(Entries from a pointing dataset)
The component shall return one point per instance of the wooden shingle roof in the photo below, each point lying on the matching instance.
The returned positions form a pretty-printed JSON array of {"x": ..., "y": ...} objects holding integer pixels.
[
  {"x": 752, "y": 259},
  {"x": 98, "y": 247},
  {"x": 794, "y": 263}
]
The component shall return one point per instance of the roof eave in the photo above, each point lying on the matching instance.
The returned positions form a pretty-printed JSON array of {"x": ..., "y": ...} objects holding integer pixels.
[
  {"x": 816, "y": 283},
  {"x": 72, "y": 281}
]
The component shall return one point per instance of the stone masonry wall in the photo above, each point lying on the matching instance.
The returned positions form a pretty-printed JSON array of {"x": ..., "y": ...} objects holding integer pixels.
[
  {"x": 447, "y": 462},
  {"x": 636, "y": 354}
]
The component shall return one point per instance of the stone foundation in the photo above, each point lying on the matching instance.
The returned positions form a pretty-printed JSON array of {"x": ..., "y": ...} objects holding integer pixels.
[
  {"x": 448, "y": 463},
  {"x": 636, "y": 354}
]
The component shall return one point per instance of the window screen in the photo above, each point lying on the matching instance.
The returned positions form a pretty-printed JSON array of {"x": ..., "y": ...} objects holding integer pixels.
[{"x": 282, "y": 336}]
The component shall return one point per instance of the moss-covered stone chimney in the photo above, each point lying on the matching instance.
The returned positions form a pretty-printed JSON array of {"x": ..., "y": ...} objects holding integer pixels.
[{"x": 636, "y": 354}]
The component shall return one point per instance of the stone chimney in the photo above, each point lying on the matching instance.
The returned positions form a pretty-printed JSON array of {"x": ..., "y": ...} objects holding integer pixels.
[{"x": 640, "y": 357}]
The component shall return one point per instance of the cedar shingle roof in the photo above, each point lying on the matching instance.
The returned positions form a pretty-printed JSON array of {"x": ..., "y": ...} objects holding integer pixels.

_Task objective_: Repeat each record exactly, leaving nothing out.

_Answer in full_:
The component shall return one point per instance of the wooden shingle roof in the photo below, each point lying on the matching instance.
The returned positions form a pretty-printed JSON array of {"x": ..., "y": ...} objects holding integer pixels.
[
  {"x": 752, "y": 259},
  {"x": 98, "y": 247},
  {"x": 794, "y": 263}
]
The component shall return one point per instance of the roof eave in the photo above, each point lying on the matching instance.
The returned positions form a pretty-printed JSON array of {"x": ..., "y": ...} objects holding integer pixels.
[
  {"x": 816, "y": 283},
  {"x": 72, "y": 281}
]
The component shall return one point per instance of the stone masonry wall in the photo above, each point lying on the matching instance.
The returned positions form a pretty-printed JSON array of {"x": ..., "y": ...} objects holding integer pixels.
[
  {"x": 447, "y": 462},
  {"x": 636, "y": 354}
]
The component shall return one point per instance of the stone foundation in the photo above, each point lying on the matching instance.
The returned positions form a pretty-printed JSON array of {"x": ..., "y": ...} objects holding integer pixels.
[
  {"x": 448, "y": 463},
  {"x": 636, "y": 354}
]
The component shall return one point per instance of the window screen in the photo above, each point lying on the matching instance.
The returned positions form a pretty-printed JSON array of {"x": ..., "y": ...} objects holding integer pixels.
[{"x": 282, "y": 336}]
The component shall return one point per instance of the moss-covered stone chimney in the photo above, each point lying on the matching instance.
The returned positions form a pretty-printed JSON array of {"x": ..., "y": ...} objects holding integer pixels.
[{"x": 636, "y": 354}]
The component shall return one point per instance of the stone chimney in the photo above, each point lying on the matching instance.
The returned positions form a pretty-printed JSON array of {"x": ..., "y": ...} objects holding integer pixels.
[{"x": 640, "y": 357}]
The component shall return one point per instance of the cedar shingle roof in the photo above, each point lying on the matching instance.
The returned positions form a pretty-printed JSON array of {"x": ..., "y": ...} objects holding integer pixels.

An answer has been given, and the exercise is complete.